→ Objective
Filter the records below and copy every line that contains the word "kneeling".

Collection entries
- - - - - - -

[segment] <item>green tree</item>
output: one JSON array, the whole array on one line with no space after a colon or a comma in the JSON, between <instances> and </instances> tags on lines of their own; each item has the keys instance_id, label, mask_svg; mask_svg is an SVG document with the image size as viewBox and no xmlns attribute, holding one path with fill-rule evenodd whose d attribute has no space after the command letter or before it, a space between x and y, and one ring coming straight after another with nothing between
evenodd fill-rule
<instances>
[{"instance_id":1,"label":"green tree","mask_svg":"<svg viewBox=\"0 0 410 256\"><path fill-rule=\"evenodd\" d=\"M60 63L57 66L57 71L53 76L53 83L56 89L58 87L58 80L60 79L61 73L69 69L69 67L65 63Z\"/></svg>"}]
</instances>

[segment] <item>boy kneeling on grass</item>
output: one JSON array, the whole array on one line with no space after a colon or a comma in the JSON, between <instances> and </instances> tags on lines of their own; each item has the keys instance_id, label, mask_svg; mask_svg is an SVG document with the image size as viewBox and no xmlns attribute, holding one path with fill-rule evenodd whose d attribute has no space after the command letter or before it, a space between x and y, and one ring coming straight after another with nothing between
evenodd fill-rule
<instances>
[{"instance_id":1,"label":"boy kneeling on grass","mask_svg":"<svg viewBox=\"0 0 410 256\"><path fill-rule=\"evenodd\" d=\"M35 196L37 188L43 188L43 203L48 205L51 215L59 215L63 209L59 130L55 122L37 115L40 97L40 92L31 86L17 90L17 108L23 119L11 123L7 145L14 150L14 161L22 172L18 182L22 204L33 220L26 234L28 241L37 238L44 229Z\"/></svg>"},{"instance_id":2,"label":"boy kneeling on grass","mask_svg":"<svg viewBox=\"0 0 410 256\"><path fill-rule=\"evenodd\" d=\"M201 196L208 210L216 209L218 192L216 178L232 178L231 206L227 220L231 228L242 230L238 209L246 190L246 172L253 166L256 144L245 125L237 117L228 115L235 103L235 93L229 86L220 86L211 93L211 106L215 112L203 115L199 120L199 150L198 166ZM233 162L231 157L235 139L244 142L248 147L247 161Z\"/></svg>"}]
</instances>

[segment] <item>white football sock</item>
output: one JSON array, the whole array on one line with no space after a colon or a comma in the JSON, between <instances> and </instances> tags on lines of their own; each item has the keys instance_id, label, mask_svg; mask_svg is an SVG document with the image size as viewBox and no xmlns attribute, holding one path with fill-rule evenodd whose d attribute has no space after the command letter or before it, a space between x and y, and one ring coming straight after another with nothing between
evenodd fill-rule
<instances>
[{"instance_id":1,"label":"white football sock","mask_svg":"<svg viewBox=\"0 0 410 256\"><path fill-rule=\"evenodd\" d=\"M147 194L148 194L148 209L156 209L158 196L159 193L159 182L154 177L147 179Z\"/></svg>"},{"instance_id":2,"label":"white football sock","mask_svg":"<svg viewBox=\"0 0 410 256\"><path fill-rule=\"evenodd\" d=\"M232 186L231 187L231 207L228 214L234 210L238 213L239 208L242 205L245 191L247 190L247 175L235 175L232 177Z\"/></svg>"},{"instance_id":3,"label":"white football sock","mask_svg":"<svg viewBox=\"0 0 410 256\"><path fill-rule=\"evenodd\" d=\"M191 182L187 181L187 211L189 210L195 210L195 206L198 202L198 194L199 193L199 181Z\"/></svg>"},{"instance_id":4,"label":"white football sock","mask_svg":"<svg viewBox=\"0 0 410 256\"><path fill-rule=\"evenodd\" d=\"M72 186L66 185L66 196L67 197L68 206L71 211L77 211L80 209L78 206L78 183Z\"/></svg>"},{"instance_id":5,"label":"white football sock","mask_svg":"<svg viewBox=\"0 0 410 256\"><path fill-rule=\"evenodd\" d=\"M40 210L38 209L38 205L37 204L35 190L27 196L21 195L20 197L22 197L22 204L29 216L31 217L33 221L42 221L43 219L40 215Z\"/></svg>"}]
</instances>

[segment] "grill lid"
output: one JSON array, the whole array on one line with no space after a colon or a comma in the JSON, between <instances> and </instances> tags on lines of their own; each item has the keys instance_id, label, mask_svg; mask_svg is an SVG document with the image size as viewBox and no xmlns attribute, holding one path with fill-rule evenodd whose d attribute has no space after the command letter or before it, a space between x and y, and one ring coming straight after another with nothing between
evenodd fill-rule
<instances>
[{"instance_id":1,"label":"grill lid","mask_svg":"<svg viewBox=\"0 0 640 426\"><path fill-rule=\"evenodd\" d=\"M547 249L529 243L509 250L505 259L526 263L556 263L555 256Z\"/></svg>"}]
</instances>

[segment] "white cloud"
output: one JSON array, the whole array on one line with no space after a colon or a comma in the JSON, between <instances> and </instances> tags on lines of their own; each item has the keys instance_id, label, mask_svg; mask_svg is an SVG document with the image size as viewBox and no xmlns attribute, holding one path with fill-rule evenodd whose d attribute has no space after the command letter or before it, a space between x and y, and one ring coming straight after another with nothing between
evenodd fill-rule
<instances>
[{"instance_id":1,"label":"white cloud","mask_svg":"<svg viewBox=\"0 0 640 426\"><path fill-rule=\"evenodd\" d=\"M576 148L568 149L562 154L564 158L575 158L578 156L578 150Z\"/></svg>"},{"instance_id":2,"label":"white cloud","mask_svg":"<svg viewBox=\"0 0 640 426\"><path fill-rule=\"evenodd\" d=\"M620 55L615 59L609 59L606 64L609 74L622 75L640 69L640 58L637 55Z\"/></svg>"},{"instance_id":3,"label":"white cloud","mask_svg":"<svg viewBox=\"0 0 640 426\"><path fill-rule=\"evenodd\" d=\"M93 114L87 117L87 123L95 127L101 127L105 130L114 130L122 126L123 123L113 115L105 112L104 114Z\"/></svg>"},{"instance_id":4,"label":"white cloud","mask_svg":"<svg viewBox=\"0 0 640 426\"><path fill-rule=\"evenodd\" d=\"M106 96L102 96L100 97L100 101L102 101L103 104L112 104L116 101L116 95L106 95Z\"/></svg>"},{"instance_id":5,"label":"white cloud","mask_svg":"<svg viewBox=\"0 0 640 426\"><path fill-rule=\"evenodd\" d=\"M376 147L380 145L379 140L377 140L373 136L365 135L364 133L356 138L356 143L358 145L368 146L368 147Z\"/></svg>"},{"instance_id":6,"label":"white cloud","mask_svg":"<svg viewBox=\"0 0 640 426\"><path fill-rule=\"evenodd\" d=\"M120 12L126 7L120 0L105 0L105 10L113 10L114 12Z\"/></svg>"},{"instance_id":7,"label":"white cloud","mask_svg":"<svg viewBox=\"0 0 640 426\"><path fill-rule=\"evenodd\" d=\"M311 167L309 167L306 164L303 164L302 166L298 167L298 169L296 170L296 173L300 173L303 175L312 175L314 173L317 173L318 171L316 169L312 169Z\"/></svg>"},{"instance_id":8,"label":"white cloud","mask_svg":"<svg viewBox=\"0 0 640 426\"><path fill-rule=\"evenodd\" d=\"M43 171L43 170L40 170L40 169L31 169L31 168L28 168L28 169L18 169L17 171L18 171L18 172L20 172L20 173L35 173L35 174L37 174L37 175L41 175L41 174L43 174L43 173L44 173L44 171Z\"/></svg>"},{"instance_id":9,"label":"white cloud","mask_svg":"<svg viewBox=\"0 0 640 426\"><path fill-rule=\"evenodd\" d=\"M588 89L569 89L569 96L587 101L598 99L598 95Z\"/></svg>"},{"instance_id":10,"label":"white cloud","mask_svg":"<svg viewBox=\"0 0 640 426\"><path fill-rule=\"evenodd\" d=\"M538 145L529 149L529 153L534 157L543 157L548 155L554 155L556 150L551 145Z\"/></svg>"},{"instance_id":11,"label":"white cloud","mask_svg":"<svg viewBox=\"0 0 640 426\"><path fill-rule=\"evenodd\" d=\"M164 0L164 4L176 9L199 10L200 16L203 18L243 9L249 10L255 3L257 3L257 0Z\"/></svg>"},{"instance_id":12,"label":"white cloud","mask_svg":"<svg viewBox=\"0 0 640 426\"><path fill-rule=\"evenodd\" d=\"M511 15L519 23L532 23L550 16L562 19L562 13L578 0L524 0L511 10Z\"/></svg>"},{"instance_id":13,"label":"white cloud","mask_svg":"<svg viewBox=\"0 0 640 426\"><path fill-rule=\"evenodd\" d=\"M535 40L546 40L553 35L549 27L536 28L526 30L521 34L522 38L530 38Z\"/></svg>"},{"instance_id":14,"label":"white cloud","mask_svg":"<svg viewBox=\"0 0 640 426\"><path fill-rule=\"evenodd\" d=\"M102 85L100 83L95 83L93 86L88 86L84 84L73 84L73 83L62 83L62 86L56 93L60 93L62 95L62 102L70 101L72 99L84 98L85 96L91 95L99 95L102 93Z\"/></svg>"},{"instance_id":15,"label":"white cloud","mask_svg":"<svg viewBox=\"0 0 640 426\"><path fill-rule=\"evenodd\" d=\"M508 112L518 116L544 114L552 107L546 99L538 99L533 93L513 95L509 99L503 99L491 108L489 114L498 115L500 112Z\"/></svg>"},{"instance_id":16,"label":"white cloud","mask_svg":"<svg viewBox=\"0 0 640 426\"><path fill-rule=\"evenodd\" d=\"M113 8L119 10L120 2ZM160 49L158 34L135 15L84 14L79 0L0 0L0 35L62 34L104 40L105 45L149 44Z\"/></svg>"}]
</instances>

- - - - - - -

→ Output for this exercise
[segment] <item>boy kneeling on grass</item>
[{"instance_id":1,"label":"boy kneeling on grass","mask_svg":"<svg viewBox=\"0 0 410 256\"><path fill-rule=\"evenodd\" d=\"M35 196L37 188L43 188L43 203L48 205L51 215L59 215L63 209L59 130L55 122L37 115L40 97L40 92L31 86L17 90L17 108L23 119L11 123L7 145L14 150L14 161L22 172L18 182L22 204L33 220L26 234L28 241L37 238L44 229Z\"/></svg>"},{"instance_id":2,"label":"boy kneeling on grass","mask_svg":"<svg viewBox=\"0 0 410 256\"><path fill-rule=\"evenodd\" d=\"M201 196L208 210L216 209L218 192L216 178L232 178L231 206L227 220L231 228L242 230L238 209L246 190L246 172L253 166L256 144L245 125L237 117L228 115L235 103L235 93L229 86L220 86L211 93L211 106L215 112L203 115L199 120L199 150L198 166ZM233 162L231 157L235 139L244 142L248 147L247 161Z\"/></svg>"}]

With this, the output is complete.